* INFORMATION SUPPLIED *

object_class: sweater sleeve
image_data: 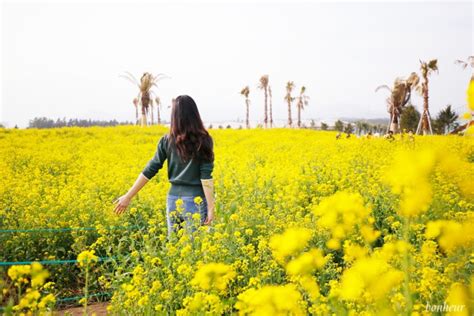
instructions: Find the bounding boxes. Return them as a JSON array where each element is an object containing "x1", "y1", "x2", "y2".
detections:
[
  {"x1": 200, "y1": 137, "x2": 214, "y2": 180},
  {"x1": 141, "y1": 135, "x2": 168, "y2": 180}
]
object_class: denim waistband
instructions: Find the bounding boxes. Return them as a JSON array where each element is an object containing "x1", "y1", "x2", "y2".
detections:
[{"x1": 169, "y1": 183, "x2": 204, "y2": 197}]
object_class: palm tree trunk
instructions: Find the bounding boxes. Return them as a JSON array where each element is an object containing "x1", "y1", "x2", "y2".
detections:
[
  {"x1": 141, "y1": 92, "x2": 150, "y2": 127},
  {"x1": 288, "y1": 100, "x2": 292, "y2": 127},
  {"x1": 141, "y1": 106, "x2": 147, "y2": 127},
  {"x1": 246, "y1": 98, "x2": 250, "y2": 129},
  {"x1": 264, "y1": 88, "x2": 268, "y2": 128},
  {"x1": 389, "y1": 106, "x2": 399, "y2": 133},
  {"x1": 157, "y1": 107, "x2": 161, "y2": 125},
  {"x1": 269, "y1": 87, "x2": 273, "y2": 128},
  {"x1": 151, "y1": 105, "x2": 154, "y2": 125},
  {"x1": 135, "y1": 106, "x2": 139, "y2": 125},
  {"x1": 390, "y1": 114, "x2": 399, "y2": 133},
  {"x1": 422, "y1": 76, "x2": 430, "y2": 135},
  {"x1": 297, "y1": 102, "x2": 301, "y2": 128}
]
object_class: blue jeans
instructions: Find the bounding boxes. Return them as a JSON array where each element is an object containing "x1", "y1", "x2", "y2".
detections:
[{"x1": 166, "y1": 193, "x2": 208, "y2": 238}]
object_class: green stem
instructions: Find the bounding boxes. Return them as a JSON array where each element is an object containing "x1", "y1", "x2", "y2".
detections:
[
  {"x1": 83, "y1": 263, "x2": 89, "y2": 316},
  {"x1": 17, "y1": 284, "x2": 21, "y2": 305},
  {"x1": 402, "y1": 216, "x2": 412, "y2": 314}
]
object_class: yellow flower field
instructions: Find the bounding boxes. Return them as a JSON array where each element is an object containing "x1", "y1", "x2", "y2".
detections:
[{"x1": 0, "y1": 126, "x2": 473, "y2": 315}]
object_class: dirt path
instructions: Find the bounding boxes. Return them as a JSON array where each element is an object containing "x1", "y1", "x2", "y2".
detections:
[{"x1": 56, "y1": 302, "x2": 108, "y2": 315}]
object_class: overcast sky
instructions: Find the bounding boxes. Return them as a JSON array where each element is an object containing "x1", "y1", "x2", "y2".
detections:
[{"x1": 1, "y1": 1, "x2": 472, "y2": 127}]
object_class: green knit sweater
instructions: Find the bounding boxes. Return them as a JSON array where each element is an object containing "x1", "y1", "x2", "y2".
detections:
[{"x1": 141, "y1": 134, "x2": 214, "y2": 196}]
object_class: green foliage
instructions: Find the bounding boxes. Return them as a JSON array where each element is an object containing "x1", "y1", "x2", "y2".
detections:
[
  {"x1": 433, "y1": 105, "x2": 458, "y2": 134},
  {"x1": 344, "y1": 123, "x2": 354, "y2": 134},
  {"x1": 400, "y1": 105, "x2": 420, "y2": 133},
  {"x1": 334, "y1": 120, "x2": 344, "y2": 132}
]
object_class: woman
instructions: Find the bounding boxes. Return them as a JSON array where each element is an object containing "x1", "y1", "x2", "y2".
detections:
[{"x1": 113, "y1": 95, "x2": 215, "y2": 236}]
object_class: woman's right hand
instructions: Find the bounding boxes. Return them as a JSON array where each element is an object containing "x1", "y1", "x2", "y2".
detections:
[
  {"x1": 204, "y1": 207, "x2": 215, "y2": 225},
  {"x1": 113, "y1": 194, "x2": 131, "y2": 215}
]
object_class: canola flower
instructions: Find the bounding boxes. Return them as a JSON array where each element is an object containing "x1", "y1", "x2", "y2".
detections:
[
  {"x1": 468, "y1": 78, "x2": 474, "y2": 111},
  {"x1": 312, "y1": 191, "x2": 374, "y2": 249},
  {"x1": 338, "y1": 257, "x2": 404, "y2": 301},
  {"x1": 235, "y1": 284, "x2": 305, "y2": 315},
  {"x1": 1, "y1": 126, "x2": 473, "y2": 314},
  {"x1": 177, "y1": 292, "x2": 225, "y2": 315},
  {"x1": 269, "y1": 227, "x2": 313, "y2": 263},
  {"x1": 384, "y1": 149, "x2": 436, "y2": 217},
  {"x1": 425, "y1": 219, "x2": 474, "y2": 253},
  {"x1": 77, "y1": 250, "x2": 99, "y2": 267},
  {"x1": 462, "y1": 77, "x2": 474, "y2": 135},
  {"x1": 190, "y1": 262, "x2": 236, "y2": 291},
  {"x1": 5, "y1": 263, "x2": 56, "y2": 314}
]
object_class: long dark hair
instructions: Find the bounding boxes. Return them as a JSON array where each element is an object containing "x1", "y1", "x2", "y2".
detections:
[{"x1": 169, "y1": 95, "x2": 214, "y2": 162}]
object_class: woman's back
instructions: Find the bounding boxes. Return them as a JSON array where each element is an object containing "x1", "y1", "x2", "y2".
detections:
[{"x1": 141, "y1": 133, "x2": 214, "y2": 196}]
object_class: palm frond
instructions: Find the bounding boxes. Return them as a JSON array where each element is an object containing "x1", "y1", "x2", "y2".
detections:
[
  {"x1": 375, "y1": 85, "x2": 391, "y2": 93},
  {"x1": 406, "y1": 72, "x2": 420, "y2": 87},
  {"x1": 286, "y1": 81, "x2": 295, "y2": 93},
  {"x1": 455, "y1": 60, "x2": 468, "y2": 69},
  {"x1": 119, "y1": 73, "x2": 140, "y2": 88},
  {"x1": 428, "y1": 59, "x2": 438, "y2": 72},
  {"x1": 415, "y1": 85, "x2": 423, "y2": 96},
  {"x1": 152, "y1": 73, "x2": 171, "y2": 83},
  {"x1": 258, "y1": 75, "x2": 269, "y2": 89},
  {"x1": 240, "y1": 86, "x2": 250, "y2": 97},
  {"x1": 468, "y1": 56, "x2": 474, "y2": 67}
]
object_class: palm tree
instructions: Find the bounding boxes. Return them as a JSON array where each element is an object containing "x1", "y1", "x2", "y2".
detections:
[
  {"x1": 133, "y1": 98, "x2": 139, "y2": 125},
  {"x1": 285, "y1": 81, "x2": 295, "y2": 127},
  {"x1": 155, "y1": 97, "x2": 162, "y2": 125},
  {"x1": 120, "y1": 71, "x2": 169, "y2": 127},
  {"x1": 376, "y1": 72, "x2": 419, "y2": 133},
  {"x1": 240, "y1": 86, "x2": 250, "y2": 129},
  {"x1": 455, "y1": 56, "x2": 474, "y2": 76},
  {"x1": 258, "y1": 75, "x2": 269, "y2": 128},
  {"x1": 296, "y1": 86, "x2": 309, "y2": 128},
  {"x1": 434, "y1": 105, "x2": 458, "y2": 134},
  {"x1": 416, "y1": 59, "x2": 438, "y2": 135}
]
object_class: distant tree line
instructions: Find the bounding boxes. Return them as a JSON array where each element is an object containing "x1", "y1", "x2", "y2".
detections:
[
  {"x1": 28, "y1": 117, "x2": 134, "y2": 129},
  {"x1": 331, "y1": 120, "x2": 385, "y2": 134}
]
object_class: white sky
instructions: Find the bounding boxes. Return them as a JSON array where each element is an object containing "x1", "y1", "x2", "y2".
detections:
[{"x1": 1, "y1": 1, "x2": 473, "y2": 127}]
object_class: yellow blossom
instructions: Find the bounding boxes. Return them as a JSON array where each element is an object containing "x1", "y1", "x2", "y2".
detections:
[
  {"x1": 191, "y1": 263, "x2": 236, "y2": 291},
  {"x1": 77, "y1": 250, "x2": 99, "y2": 267}
]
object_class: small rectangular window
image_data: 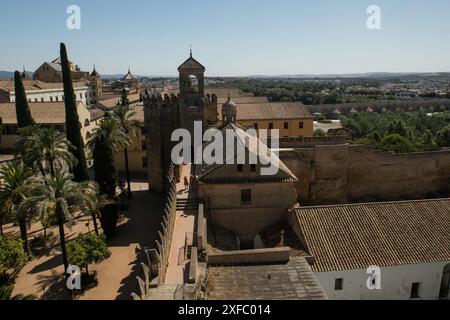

* TASK DETAILS *
Could you copy each line from the listing that has the word "woman" in it?

* RESPONSE BELOW *
object_class: woman
object_class: woman's right hand
object_class: woman's back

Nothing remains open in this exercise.